Records from a data source
+===+

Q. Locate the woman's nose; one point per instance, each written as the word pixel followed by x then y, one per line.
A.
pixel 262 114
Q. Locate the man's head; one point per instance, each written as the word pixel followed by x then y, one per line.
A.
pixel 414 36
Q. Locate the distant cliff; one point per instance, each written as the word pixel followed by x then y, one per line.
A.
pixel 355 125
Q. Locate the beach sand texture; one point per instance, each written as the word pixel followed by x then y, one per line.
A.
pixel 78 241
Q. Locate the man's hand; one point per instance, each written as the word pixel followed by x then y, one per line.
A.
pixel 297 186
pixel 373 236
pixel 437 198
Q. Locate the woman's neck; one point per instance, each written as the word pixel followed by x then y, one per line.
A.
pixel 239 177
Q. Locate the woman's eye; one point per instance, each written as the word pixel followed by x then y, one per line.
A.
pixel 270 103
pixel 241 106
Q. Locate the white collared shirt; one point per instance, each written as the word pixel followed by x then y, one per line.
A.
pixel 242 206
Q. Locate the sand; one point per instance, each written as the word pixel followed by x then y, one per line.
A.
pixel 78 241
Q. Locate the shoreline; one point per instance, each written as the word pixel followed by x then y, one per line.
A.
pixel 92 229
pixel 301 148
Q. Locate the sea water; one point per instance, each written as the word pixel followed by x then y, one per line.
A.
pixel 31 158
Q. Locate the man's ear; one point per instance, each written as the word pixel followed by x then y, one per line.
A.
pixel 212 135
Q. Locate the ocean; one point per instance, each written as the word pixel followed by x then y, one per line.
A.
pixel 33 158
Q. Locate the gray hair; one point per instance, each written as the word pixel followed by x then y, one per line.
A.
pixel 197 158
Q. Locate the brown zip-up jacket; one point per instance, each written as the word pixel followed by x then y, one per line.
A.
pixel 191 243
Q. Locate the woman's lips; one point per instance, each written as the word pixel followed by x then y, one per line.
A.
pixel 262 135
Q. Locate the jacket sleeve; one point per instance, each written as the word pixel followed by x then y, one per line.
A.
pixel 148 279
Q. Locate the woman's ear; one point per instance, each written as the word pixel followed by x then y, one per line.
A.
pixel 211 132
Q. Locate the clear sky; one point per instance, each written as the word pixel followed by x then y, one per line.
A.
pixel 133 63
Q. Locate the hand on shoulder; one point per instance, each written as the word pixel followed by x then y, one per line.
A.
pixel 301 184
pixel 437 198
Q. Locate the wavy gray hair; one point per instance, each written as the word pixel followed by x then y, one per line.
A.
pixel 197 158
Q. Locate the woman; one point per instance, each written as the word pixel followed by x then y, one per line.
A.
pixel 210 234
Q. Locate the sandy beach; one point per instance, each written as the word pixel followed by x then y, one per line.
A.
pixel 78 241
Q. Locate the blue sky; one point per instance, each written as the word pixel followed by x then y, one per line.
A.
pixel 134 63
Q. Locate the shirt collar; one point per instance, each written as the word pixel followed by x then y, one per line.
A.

+===+

=== TASK ITEM ===
An exact copy of every record above is needed. Write it out word for word.

=== SOLUTION TO THIS PROBLEM ===
Q. Locate the woman's nose; one point per instance, each written as the word pixel followed by x then y, one per line.
A.
pixel 262 114
Q. Locate the man's head; one point per instance, each written as the word pixel followed by x then y, one per line.
A.
pixel 414 36
Q. Locate the distant cliff; one point per instance, each written as the word pixel followed by x then y, one per line.
A.
pixel 355 125
Q. Locate the beach sand texture; one point per instance, each written as the word pixel followed by x then y, one per line.
A.
pixel 78 241
Q. Locate the man's hand; one point per instance, each written as the word pixel followed by x then y, one per line.
A.
pixel 297 186
pixel 373 236
pixel 437 198
Q. Locate the woman's neck; one point per instance, each written as the word pixel followed by x then y, one per line.
A.
pixel 239 177
Q. Locate the woman's eye; one point per instance, each written as the word pixel followed by x then y, one per line.
A.
pixel 270 103
pixel 241 106
Q. Locate the white collared shirt; one point per instance, each written as the word pixel followed by x then y, one per line.
A.
pixel 242 206
Q. Locate the sand; one point per instance, each written as the word pixel followed by x then y, one per line.
A.
pixel 78 241
Q. Locate the shoreline; one point per instance, each written as the word pixel followed by x then y, one per line.
A.
pixel 92 229
pixel 301 148
Q. Locate the sea water; one point per instance, each written as the word pixel followed by x then y, one per line.
A.
pixel 31 158
Q. Locate the man's ear; one point per instance, each written as the word pixel followed by x then y, one per line.
A.
pixel 212 135
Q. Locate the ocean; one point per instance, each written as the word pixel followed by x then y, one per line.
A.
pixel 33 158
Q. Locate the gray hair; one point per instance, each written as the word pixel followed by x then y, one per line.
A.
pixel 197 158
Q. Locate the brown zip-up jacket; one point per instance, each written as the word pixel followed by x then y, one per line.
A.
pixel 191 243
Q. Locate the woman's lips; one point per instance, each written as the word pixel followed by x then y, one per line.
A.
pixel 262 135
Q. Locate the jacket sleeve; one point per instance, each written as the word pixel followed by x then y, one per line.
A.
pixel 148 279
Q. Locate the woman's ear; one point per instance, each written as the word pixel followed by x then y, one per line.
A.
pixel 211 132
Q. Locate the clear sky; one point per instance, each written as the word pixel followed by x then y, one per line.
A.
pixel 133 63
Q. Locate the hand on shoulder; one point per instance, each written as the word pixel followed by x then y, one per line.
A.
pixel 301 184
pixel 437 198
Q. Locate the wavy gray hair; one point per instance, each written as the word pixel followed by x then y, one per line.
A.
pixel 197 158
Q. Locate the woman; one point per instance, each written as the word pixel followed by x then y, one per line.
A.
pixel 210 234
Q. Locate the sandy beach; one point per instance, each written as the word pixel followed by x then y, one per line.
A.
pixel 78 241
Q. Locate the blue sky; one point per instance, each written as the word pixel followed by x then y, one per line.
A.
pixel 134 63
Q. Locate the shirt collar; one point per instance, each written as the word pixel followed by x then y, one per line.
A.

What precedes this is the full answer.